» Action item
Below are the records; give again exactly the line with "[spot] the white cloud", the line with "[spot] the evergreen", and each line that lies between them, and nothing besides.

╭─ Input data

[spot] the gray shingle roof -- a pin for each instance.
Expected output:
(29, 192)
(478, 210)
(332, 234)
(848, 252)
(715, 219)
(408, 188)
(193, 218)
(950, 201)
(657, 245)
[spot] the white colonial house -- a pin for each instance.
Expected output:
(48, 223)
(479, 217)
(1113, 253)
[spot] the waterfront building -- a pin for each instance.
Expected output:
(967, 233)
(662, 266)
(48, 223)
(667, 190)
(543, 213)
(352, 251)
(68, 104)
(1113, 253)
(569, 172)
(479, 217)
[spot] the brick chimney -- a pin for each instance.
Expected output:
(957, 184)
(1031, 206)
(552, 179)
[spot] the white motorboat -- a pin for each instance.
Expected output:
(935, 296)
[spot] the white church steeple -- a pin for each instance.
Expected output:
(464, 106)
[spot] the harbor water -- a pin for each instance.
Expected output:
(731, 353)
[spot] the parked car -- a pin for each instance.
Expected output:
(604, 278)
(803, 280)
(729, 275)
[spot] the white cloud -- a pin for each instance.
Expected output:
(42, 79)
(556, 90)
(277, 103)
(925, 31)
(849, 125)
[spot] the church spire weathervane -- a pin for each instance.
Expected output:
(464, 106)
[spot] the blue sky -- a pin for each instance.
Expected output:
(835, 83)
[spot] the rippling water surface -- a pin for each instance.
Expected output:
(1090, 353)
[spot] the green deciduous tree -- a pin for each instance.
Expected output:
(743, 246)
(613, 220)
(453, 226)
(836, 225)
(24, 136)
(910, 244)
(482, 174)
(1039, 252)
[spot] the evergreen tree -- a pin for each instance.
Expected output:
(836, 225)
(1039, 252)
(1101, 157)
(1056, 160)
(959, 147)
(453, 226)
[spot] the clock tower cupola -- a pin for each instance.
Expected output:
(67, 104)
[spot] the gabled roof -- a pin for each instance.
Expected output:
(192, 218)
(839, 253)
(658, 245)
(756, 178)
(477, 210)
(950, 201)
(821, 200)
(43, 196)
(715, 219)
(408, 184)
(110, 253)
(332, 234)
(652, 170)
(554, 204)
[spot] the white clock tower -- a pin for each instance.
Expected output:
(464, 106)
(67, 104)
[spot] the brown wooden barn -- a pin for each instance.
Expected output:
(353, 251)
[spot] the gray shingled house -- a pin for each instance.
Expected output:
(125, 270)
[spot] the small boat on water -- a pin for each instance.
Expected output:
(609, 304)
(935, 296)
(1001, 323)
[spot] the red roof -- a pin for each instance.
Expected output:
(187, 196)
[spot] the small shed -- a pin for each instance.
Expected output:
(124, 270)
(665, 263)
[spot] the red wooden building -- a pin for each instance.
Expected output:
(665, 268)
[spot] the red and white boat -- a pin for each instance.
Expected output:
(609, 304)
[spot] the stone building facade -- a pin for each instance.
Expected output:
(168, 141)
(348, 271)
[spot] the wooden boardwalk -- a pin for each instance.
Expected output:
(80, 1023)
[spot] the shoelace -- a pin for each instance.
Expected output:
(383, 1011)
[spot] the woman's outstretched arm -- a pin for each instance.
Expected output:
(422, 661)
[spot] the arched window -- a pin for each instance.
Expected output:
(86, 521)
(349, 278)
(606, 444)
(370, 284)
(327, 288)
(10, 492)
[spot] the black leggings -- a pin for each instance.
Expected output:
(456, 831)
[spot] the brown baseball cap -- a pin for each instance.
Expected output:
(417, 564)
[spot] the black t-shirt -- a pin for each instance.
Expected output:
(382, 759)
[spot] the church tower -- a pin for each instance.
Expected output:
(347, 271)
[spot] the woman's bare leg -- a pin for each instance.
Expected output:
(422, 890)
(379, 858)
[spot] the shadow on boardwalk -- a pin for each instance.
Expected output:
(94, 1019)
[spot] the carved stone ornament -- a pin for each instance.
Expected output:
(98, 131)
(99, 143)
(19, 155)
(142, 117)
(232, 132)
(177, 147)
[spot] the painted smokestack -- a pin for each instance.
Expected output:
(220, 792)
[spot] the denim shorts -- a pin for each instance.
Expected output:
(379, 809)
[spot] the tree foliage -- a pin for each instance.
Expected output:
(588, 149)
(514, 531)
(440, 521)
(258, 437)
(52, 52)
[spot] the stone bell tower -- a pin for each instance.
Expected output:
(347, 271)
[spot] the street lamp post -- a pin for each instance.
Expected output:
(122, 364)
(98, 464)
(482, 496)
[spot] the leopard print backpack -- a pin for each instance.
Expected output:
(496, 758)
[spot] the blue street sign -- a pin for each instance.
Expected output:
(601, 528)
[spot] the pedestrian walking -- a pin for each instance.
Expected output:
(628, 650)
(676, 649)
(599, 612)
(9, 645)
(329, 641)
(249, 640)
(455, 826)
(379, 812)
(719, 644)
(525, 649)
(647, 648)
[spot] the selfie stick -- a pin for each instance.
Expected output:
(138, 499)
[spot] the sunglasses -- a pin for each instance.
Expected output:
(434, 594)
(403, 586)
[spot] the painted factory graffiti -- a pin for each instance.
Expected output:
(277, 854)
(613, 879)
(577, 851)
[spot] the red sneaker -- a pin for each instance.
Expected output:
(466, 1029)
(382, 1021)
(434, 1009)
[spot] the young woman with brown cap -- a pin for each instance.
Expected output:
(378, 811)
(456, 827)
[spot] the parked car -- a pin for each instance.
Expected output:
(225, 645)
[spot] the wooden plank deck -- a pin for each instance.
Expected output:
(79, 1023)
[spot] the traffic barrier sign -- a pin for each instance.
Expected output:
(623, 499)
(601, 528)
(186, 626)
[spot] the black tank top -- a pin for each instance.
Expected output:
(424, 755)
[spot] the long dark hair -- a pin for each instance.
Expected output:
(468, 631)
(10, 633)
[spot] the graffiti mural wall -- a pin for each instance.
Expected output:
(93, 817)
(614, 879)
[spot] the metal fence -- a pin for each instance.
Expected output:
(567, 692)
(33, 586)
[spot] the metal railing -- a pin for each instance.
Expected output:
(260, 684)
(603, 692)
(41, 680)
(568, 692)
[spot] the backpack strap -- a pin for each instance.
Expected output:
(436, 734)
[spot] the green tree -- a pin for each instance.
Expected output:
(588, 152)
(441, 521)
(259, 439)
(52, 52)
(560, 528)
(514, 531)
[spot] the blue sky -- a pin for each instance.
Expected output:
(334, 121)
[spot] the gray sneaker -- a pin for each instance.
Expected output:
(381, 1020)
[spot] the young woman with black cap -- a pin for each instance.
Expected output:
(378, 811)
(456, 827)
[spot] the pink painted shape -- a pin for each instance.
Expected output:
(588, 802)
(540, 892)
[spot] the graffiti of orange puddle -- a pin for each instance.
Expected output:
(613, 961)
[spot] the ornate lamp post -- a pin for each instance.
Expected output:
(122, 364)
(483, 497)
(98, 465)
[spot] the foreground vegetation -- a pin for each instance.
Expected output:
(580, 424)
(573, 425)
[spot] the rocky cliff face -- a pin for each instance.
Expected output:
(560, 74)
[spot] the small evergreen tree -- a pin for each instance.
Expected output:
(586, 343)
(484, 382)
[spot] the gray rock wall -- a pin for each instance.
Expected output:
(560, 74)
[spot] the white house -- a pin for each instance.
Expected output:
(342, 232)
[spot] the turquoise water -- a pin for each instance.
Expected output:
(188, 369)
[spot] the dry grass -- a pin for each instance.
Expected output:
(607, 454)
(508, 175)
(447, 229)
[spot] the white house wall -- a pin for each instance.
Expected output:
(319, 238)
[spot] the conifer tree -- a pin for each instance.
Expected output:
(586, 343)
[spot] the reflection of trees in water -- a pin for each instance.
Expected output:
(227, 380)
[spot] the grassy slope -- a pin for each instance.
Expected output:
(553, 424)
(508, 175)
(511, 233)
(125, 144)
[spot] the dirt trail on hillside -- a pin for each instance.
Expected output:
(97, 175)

╰─

» Answer to the exercise
[spot] the white cloud -- a pin for each instance.
Expected output:
(42, 79)
(556, 90)
(277, 103)
(925, 31)
(849, 125)
[spot] the church spire weathervane -- a pin for each instance.
Expected output:
(464, 106)
[spot] the blue sky -- a pin for each instance.
Expected output:
(835, 83)
[spot] the rippling water surface -- a pin for each instance.
Expected output:
(1090, 353)
[spot] the green deciduous tree -- a pin for each instance.
Expected output:
(743, 246)
(613, 220)
(453, 226)
(836, 225)
(24, 136)
(910, 244)
(482, 174)
(1039, 252)
[spot] the evergreen tree -- a pin for each instance.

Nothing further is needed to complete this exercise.